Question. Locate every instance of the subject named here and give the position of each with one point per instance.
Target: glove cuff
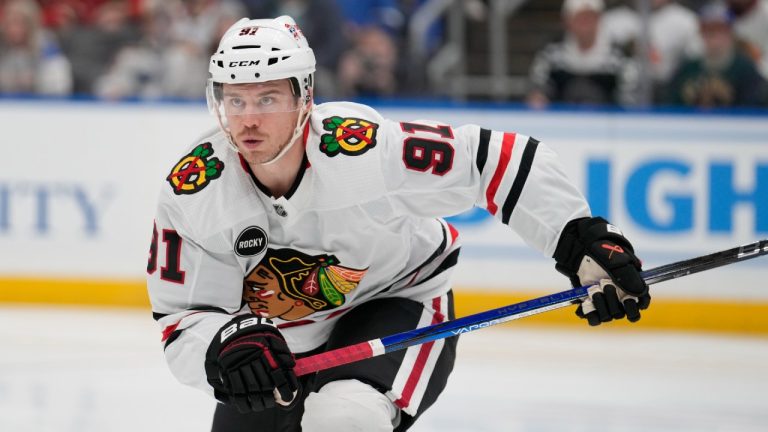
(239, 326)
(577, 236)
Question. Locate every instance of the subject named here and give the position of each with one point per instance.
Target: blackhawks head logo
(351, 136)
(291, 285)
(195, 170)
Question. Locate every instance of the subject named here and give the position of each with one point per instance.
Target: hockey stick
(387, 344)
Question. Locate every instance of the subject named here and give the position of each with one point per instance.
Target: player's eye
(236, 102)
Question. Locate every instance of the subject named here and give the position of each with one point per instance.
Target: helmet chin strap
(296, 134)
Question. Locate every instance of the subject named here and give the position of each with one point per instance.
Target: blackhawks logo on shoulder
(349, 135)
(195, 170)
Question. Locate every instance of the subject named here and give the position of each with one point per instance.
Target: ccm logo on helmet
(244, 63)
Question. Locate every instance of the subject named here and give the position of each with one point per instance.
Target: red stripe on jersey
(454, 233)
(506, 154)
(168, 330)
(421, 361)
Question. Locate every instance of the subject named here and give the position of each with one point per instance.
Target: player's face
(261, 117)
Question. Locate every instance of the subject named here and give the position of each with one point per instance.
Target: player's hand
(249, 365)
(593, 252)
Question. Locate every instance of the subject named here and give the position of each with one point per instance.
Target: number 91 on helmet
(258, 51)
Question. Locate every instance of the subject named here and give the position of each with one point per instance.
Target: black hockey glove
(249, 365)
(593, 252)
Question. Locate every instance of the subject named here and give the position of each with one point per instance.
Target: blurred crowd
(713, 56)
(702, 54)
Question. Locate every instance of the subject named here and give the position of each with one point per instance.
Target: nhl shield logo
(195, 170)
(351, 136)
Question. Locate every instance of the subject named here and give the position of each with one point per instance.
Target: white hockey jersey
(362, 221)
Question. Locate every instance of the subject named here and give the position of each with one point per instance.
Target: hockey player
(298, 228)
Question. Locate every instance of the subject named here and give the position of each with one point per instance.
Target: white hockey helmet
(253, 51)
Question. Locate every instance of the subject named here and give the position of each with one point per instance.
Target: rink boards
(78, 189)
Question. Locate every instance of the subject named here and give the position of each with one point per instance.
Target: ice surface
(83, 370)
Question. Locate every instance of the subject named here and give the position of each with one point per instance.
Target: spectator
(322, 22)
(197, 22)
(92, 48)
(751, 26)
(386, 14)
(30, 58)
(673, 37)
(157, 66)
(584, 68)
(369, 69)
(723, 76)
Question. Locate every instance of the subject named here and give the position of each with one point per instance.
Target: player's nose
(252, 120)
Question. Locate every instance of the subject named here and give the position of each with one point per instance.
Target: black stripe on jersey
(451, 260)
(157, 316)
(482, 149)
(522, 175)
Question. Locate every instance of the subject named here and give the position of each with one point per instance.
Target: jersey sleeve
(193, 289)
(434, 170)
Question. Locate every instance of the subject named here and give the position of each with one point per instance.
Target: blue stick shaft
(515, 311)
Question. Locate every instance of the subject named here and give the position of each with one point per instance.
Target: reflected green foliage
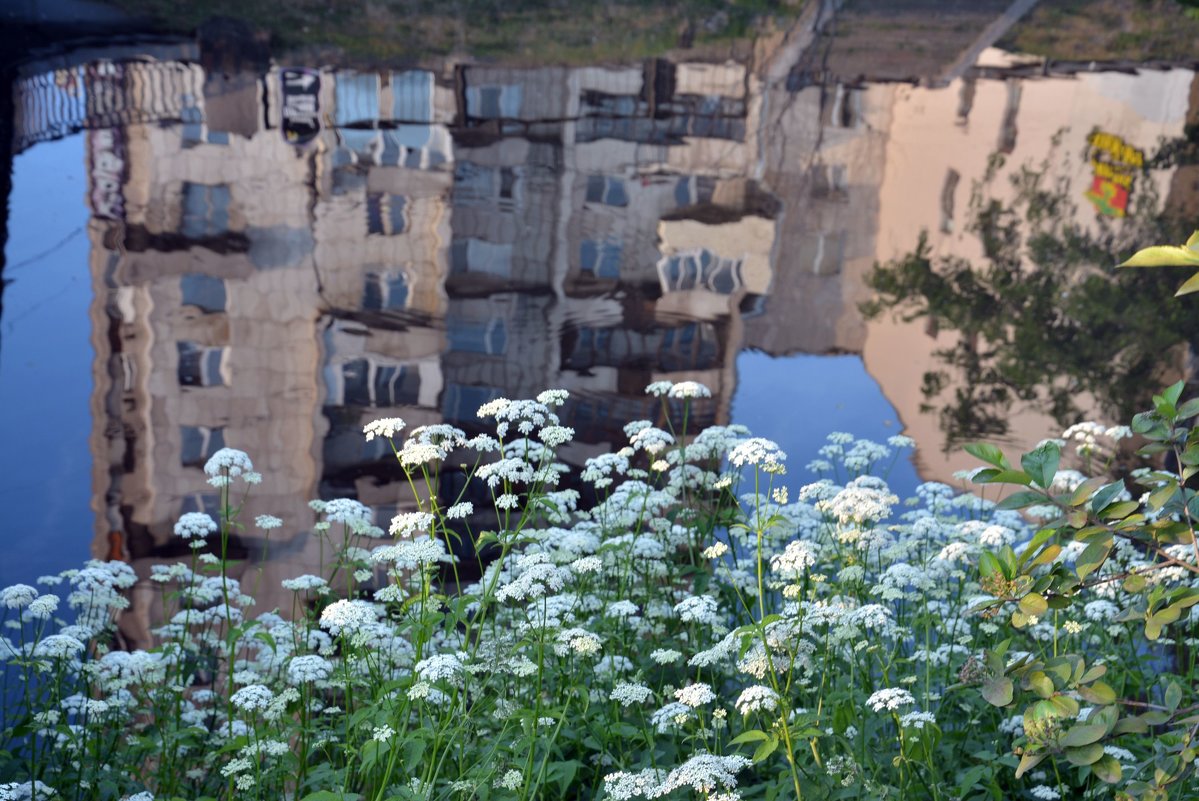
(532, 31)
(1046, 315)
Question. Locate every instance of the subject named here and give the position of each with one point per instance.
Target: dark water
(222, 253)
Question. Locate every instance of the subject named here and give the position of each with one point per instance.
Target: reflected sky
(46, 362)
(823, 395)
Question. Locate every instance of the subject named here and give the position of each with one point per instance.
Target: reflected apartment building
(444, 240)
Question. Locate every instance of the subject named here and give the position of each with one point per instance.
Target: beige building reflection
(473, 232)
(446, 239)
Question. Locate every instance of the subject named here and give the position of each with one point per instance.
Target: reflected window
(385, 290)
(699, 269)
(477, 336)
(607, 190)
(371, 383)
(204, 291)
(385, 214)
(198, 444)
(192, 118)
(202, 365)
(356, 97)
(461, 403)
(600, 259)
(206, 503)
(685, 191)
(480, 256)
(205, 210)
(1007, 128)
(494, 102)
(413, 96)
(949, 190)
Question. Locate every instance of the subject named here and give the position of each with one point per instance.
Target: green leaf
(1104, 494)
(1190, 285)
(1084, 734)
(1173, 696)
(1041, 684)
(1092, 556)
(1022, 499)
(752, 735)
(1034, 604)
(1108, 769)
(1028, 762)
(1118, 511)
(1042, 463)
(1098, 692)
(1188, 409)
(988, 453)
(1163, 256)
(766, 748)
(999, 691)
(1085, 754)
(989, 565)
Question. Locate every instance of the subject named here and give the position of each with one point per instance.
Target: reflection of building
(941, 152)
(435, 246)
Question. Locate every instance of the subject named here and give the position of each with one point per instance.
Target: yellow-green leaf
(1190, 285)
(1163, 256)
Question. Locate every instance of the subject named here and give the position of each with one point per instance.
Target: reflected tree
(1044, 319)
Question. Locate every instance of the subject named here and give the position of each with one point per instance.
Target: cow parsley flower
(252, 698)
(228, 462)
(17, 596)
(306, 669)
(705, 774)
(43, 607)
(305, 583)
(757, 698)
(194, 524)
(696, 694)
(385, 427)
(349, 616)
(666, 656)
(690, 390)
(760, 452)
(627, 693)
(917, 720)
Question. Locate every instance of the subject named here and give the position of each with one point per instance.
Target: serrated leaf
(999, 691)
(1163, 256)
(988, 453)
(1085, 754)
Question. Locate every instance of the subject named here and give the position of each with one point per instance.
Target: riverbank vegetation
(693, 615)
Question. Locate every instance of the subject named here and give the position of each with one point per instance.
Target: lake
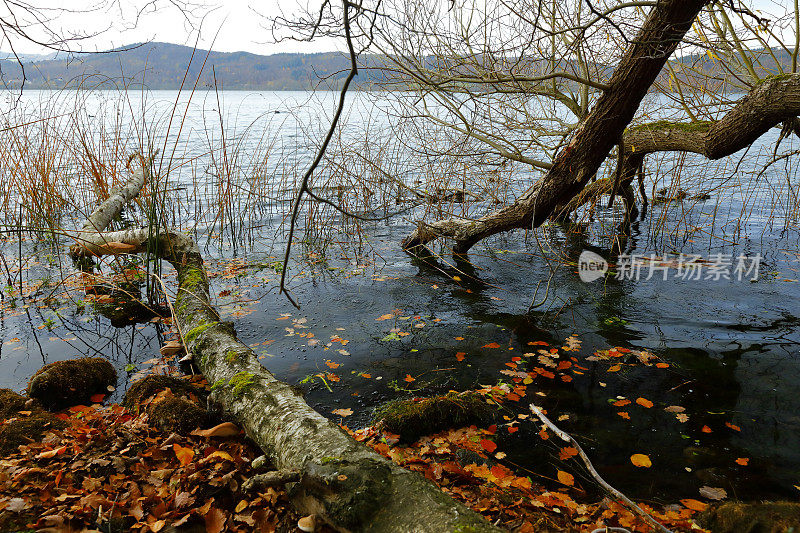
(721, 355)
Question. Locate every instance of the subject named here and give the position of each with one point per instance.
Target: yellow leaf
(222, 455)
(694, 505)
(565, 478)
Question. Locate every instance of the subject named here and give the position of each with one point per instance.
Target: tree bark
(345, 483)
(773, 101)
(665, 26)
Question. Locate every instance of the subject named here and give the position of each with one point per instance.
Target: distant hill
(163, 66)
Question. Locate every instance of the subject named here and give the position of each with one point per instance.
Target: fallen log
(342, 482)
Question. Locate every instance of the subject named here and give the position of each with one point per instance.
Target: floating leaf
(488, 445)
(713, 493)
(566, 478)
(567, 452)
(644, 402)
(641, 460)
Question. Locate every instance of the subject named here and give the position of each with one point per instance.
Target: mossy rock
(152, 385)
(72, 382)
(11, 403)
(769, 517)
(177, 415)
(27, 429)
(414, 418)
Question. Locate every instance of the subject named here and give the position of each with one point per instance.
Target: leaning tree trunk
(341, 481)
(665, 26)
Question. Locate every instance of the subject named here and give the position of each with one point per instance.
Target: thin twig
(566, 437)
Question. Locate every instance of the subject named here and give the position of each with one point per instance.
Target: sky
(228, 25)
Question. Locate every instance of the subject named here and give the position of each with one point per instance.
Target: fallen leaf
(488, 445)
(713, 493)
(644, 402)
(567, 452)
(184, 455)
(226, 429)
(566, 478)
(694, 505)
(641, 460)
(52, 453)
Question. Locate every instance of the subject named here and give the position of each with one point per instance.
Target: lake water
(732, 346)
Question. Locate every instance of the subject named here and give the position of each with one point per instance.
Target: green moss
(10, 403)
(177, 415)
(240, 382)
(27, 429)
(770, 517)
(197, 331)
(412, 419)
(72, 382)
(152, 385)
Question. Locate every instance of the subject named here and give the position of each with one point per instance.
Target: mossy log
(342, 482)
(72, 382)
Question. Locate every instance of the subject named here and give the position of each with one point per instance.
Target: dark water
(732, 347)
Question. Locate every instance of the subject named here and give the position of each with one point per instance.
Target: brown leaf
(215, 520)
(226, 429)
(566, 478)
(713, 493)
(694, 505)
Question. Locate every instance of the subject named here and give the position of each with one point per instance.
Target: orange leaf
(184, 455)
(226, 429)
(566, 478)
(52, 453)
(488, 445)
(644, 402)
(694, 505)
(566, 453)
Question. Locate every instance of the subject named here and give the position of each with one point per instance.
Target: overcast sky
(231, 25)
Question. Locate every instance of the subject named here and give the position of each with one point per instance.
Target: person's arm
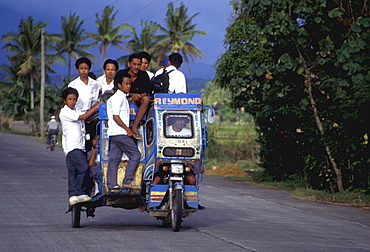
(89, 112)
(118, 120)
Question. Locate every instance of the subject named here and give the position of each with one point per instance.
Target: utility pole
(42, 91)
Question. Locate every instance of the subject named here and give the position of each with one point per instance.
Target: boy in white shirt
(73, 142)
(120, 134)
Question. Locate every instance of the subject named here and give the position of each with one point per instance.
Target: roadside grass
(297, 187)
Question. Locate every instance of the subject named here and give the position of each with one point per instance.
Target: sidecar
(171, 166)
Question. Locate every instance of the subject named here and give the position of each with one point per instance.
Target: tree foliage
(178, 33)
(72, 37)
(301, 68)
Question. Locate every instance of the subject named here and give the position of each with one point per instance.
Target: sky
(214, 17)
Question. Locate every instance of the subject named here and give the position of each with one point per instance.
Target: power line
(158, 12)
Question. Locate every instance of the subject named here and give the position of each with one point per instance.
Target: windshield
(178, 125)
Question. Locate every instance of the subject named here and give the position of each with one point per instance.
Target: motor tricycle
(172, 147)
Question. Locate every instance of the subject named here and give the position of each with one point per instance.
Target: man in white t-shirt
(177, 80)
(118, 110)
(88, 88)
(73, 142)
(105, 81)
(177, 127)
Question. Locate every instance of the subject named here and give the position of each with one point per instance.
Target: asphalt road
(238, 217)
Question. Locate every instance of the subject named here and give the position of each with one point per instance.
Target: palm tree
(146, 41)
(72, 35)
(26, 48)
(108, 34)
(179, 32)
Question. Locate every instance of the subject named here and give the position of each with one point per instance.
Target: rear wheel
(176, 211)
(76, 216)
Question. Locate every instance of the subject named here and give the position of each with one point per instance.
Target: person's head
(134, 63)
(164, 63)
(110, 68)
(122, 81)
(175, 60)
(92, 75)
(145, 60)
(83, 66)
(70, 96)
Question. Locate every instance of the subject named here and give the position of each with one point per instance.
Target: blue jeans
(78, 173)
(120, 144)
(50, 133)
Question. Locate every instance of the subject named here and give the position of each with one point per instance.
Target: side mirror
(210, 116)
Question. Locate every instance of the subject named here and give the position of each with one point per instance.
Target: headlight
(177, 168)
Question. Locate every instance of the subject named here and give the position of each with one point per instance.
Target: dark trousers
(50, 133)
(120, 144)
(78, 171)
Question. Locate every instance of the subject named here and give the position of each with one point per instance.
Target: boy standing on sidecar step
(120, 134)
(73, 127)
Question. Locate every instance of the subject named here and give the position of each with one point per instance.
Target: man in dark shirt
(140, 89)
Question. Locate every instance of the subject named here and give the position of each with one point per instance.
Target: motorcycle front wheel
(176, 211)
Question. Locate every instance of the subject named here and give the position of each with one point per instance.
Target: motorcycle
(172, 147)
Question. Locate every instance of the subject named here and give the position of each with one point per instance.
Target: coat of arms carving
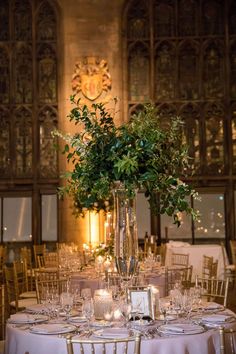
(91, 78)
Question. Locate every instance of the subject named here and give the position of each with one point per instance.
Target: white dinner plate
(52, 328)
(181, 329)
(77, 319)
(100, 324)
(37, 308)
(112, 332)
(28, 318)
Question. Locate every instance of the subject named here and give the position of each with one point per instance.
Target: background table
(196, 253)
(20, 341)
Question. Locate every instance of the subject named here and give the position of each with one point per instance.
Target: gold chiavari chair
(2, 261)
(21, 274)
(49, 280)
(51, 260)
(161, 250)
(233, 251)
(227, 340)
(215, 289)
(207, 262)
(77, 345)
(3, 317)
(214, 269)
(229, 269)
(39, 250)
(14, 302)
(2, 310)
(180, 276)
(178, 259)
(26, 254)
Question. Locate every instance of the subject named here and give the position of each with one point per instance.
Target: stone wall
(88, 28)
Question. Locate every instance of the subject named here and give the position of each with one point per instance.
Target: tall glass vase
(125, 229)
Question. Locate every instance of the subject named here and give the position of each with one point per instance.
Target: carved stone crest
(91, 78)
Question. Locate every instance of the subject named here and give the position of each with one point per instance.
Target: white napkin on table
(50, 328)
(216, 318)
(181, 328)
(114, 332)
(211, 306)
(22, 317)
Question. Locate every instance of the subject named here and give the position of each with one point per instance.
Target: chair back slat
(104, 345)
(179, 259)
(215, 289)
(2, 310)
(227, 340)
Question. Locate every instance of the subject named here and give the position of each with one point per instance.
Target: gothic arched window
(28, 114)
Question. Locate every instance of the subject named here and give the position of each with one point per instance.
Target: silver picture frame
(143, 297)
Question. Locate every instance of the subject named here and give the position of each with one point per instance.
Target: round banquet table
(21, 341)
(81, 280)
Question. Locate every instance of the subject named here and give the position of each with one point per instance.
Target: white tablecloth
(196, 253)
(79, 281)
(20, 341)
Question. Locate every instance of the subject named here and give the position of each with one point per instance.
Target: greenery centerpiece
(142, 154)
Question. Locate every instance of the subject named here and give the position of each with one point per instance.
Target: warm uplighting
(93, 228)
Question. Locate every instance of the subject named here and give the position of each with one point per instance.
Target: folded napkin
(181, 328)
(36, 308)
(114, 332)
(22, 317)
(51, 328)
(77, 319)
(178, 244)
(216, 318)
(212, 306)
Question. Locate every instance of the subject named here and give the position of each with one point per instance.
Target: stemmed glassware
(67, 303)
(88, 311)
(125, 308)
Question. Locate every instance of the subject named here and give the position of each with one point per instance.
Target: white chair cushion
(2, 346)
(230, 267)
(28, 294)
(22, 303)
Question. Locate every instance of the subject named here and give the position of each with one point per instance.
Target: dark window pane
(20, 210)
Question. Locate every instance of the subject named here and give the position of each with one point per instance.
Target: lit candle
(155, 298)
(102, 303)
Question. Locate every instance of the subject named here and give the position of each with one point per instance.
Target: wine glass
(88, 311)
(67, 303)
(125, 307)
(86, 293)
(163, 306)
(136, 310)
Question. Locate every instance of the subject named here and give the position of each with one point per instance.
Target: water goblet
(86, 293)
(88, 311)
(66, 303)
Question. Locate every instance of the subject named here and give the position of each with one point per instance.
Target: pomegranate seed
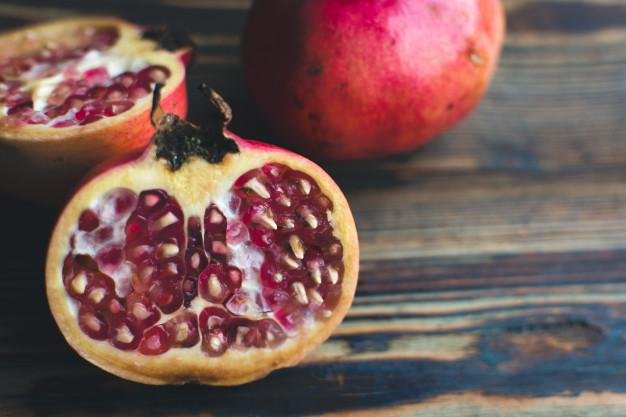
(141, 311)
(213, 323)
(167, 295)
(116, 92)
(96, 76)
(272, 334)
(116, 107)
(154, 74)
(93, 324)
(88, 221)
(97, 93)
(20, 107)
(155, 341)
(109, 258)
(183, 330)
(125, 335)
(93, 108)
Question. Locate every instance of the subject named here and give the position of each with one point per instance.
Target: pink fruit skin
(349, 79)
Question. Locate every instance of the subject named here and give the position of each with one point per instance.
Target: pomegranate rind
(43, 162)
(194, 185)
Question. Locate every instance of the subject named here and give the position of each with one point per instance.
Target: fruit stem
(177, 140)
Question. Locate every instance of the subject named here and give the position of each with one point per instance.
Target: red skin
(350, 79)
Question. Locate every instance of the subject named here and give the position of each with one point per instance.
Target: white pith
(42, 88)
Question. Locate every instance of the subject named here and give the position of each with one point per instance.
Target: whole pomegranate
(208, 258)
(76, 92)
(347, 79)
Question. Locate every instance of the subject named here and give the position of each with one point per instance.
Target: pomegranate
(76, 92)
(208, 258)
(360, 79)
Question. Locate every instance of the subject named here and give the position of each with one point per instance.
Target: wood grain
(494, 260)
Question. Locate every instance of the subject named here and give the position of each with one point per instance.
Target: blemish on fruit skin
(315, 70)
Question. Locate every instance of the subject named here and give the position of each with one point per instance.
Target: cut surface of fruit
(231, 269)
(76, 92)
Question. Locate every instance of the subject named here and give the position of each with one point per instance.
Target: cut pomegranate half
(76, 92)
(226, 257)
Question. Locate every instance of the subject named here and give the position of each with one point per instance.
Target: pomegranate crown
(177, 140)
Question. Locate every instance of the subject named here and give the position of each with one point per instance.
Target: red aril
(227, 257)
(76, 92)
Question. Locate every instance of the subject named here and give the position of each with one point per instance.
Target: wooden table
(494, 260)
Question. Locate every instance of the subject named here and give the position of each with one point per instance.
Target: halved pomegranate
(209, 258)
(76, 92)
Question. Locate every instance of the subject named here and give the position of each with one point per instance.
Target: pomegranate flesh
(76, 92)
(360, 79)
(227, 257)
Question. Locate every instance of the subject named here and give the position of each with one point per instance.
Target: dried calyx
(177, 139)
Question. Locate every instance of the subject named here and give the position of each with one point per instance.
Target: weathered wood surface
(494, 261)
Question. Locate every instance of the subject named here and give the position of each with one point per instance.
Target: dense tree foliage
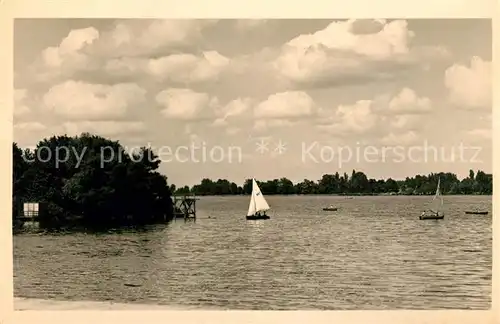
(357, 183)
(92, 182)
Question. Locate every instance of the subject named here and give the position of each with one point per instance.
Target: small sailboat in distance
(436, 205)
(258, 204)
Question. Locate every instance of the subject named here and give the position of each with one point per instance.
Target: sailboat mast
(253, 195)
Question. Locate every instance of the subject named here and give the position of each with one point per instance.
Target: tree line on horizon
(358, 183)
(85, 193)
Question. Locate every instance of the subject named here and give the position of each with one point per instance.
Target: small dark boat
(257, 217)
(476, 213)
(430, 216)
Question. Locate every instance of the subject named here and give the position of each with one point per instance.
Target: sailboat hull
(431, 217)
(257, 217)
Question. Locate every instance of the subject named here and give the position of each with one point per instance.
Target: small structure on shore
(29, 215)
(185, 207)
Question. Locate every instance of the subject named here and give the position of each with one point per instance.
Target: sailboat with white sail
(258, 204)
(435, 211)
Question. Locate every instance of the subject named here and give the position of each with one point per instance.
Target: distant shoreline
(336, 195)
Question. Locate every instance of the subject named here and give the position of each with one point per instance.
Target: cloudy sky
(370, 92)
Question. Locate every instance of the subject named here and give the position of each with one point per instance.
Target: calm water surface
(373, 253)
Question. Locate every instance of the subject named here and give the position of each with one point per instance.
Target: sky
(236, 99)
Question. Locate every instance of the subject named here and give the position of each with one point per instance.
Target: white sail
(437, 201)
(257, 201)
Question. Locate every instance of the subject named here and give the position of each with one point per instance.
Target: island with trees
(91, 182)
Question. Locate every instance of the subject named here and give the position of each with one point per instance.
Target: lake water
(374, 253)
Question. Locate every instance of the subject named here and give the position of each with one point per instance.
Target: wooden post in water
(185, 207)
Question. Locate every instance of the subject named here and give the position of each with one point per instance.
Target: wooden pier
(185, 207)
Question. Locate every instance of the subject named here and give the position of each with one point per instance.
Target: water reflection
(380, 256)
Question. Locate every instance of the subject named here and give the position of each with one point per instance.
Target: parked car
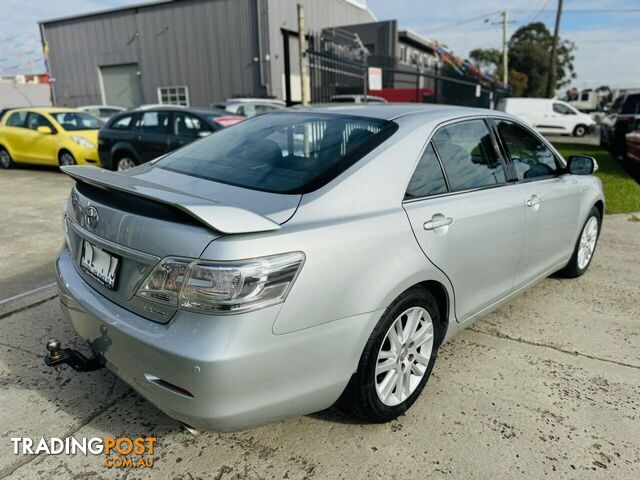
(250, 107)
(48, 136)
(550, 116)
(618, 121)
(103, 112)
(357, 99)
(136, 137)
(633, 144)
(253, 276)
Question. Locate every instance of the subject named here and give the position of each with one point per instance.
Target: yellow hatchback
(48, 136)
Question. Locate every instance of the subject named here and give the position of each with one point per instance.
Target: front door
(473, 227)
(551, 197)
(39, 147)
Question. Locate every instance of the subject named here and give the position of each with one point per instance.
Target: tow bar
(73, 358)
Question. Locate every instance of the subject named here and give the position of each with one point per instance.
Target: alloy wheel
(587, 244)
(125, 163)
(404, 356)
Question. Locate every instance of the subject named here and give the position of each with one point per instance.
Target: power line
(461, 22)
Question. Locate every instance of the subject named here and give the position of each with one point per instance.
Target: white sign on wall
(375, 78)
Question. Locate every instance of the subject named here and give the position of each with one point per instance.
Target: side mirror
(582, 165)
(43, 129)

DIRECTIONS FOR THIS TASK
Collect every line in the listing above that contains the string "white", and reproduce each one in full.

SOLVED EXERCISE
Target: white hockey jersey
Target: white hockey helmet
Target: boy in white shirt
Target: man in white t-shirt
Target: white dinner plate
Target: white napkin on table
Target: white tablecloth
Target: white chair cushion
Target: white pith
Target: sailboat with white sail
Target: white sail
Target: white sign on wall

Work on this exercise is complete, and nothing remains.